_EXERCISE REQUIREMENTS_:
Extract every line below that contains the word "blue", and copy each one in full.

_DATA RECORDS_:
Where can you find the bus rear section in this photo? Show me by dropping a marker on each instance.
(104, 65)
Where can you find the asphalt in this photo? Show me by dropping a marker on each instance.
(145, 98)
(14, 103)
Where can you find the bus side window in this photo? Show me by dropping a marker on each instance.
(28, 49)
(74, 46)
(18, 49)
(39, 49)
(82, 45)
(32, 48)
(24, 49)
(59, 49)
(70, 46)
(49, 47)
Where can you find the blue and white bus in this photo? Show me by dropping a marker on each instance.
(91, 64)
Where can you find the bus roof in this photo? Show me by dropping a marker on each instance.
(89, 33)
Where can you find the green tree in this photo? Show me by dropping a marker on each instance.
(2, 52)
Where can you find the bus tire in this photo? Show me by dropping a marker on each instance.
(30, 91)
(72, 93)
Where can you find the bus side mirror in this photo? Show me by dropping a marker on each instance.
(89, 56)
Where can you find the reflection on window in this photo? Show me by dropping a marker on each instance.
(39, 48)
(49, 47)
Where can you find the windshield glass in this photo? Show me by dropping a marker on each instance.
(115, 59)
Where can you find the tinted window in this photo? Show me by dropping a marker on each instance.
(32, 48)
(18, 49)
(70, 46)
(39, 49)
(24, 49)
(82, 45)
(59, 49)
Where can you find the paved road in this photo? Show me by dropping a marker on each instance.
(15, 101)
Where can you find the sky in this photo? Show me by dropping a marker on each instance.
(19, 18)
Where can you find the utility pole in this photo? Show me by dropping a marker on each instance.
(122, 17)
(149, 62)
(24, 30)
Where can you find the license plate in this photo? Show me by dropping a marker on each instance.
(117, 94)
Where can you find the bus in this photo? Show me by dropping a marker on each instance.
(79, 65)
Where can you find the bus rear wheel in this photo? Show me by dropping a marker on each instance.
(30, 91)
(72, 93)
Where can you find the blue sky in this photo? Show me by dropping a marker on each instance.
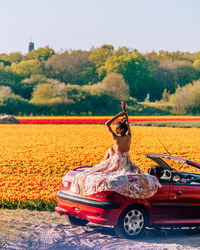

_EXPECTED OUTPUT_:
Where can you find the blue and white bus in this photo? Show me by dropping a marker on each instance.
Where can you find the blue sky in this photo? Show me by dropping a marker on each instance.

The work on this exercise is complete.